- [Passage shown]:
<<<<

(Vienna, 05th August 2011) During the development of germ cells in humans, sperm and ova, chromosomes are often broken and then spliced back together. A team of researchers led by Franz Klein, Professor of Genetics at the Max F. Perutz Laboratories at the Medical University of Vienna, has now investigated this process using state-of-the-art technology able to reveal detail in the nanometre range. The surprising results from the mechanisms of meiosis have been published in the latest edition of the renowned specialist journal "Cell".
A little bit of background: there is no sexual reproduction without meiosis, since germ cells are only formed by this special form of cell division. In this process, a cell divides so that daughter cells are produced with single sets of chromosomes instead of the usual double set. If a sperm fuses with an egg cell during fertilisation, the result is an embryo. Its cells then have the double set of chromosomes. Every human cell contains 46 chromosomes, 23 of which come from the mother and 23 from the father. When germ cells are produced, this number is halved by a single daughter chromosome being formed from one maternal and one paternal chromosome, a process known as recombination.

>>>>

- [Supplied entries]:
<<<<

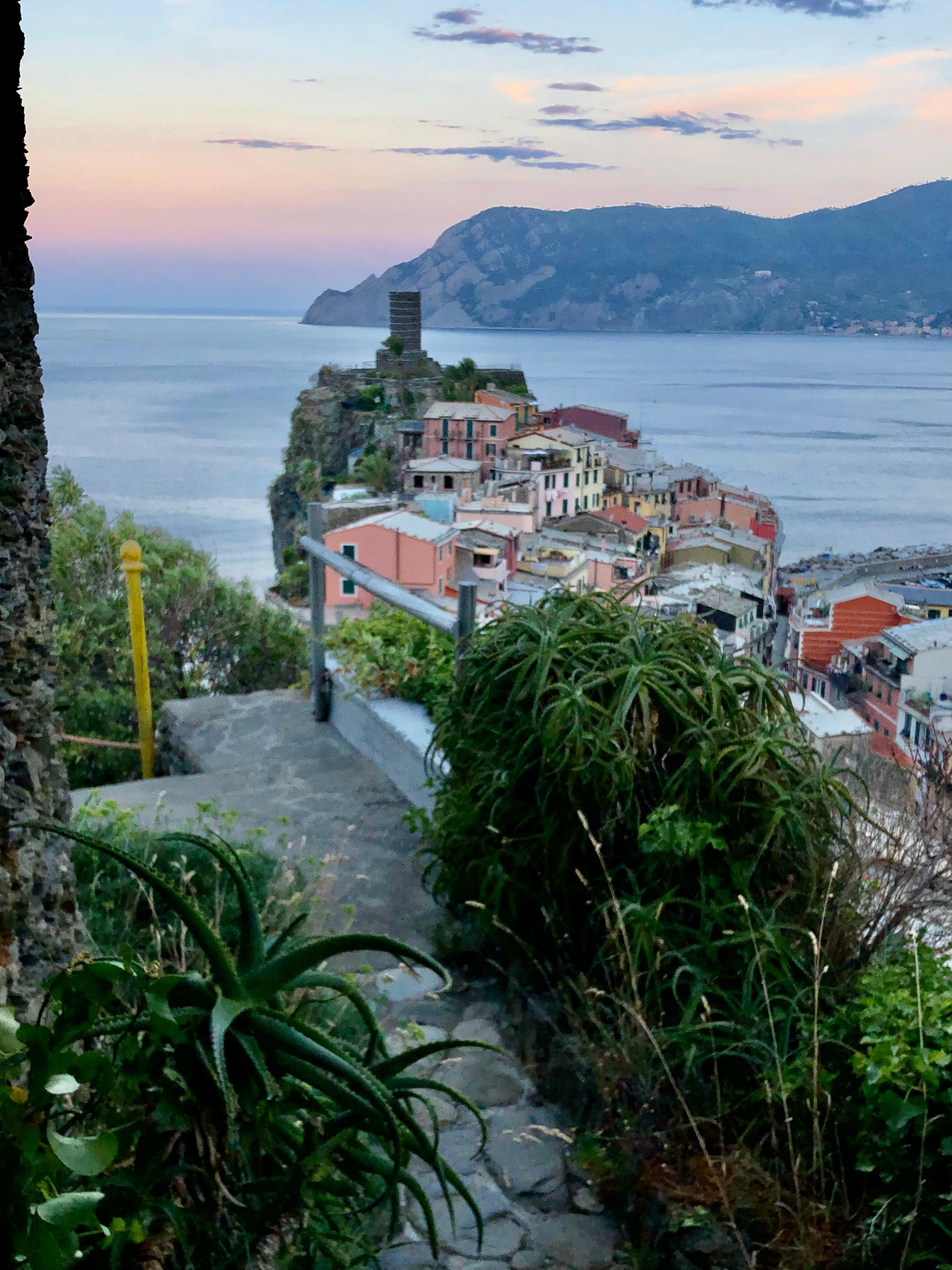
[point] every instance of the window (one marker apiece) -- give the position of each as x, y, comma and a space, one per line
347, 587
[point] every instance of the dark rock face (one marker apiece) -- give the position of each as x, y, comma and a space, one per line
675, 270
38, 924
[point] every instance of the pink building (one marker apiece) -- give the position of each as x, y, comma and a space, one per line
611, 425
468, 430
412, 550
743, 510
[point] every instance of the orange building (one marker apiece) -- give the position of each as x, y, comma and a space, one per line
825, 619
522, 408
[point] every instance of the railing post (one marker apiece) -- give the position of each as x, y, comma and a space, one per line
465, 616
320, 680
131, 564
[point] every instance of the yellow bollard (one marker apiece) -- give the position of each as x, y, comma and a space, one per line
131, 558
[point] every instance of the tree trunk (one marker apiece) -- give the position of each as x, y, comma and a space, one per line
38, 925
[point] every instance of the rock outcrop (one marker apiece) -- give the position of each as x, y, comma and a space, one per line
38, 924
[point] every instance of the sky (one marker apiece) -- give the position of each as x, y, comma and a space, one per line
243, 155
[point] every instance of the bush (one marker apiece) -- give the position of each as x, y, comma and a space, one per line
205, 634
639, 823
393, 655
243, 1112
690, 771
900, 1029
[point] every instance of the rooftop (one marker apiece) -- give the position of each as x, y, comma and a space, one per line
624, 518
921, 637
489, 526
923, 595
444, 464
825, 721
727, 603
596, 409
407, 523
468, 411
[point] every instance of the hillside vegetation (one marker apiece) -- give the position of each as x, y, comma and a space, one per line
675, 268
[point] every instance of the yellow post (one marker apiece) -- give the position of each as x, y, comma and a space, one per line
131, 557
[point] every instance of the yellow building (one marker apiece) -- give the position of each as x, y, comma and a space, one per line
587, 461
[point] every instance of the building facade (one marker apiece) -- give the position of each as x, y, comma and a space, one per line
412, 550
468, 430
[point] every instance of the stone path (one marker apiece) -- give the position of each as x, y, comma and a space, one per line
537, 1206
263, 756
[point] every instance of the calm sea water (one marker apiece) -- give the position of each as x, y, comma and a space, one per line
183, 420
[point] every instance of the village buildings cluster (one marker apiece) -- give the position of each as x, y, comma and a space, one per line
526, 501
876, 657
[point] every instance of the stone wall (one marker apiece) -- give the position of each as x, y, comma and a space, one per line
38, 924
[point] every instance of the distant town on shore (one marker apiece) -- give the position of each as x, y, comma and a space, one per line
439, 474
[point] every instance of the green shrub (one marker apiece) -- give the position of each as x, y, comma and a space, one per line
120, 910
205, 634
639, 822
216, 1117
393, 655
690, 771
900, 1023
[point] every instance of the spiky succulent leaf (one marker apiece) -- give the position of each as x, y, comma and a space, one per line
281, 971
220, 961
252, 940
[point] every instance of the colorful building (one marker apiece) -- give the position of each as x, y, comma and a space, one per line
460, 477
409, 549
526, 412
468, 430
902, 679
586, 464
824, 620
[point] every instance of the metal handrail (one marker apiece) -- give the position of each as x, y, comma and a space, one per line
322, 558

>>>>

- [Aim of the task]:
Revise the passage on meiosis by rewriting the part that opens with the words "A little bit" and closes with "known as recombination.", replacing "germ cells" with "gametes".

- [Reply]:
A little bit of background: there is no sexual reproduction without meiosis, since gametes are only formed by this special form of cell division. In this process, a cell divides so that daughter cells are produced with single sets of chromosomes instead of the usual double set. If a sperm fuses with an egg cell during fertilisation, the result is an embryo. Its cells then have the double set of chromosomes. Every human cell contains 46 chromosomes, 23 of which come from the mother and 23 from the father. When gametes are produced, this number is halved by a single daughter chromosome being formed from one maternal and one paternal chromosome, a process known as recombination.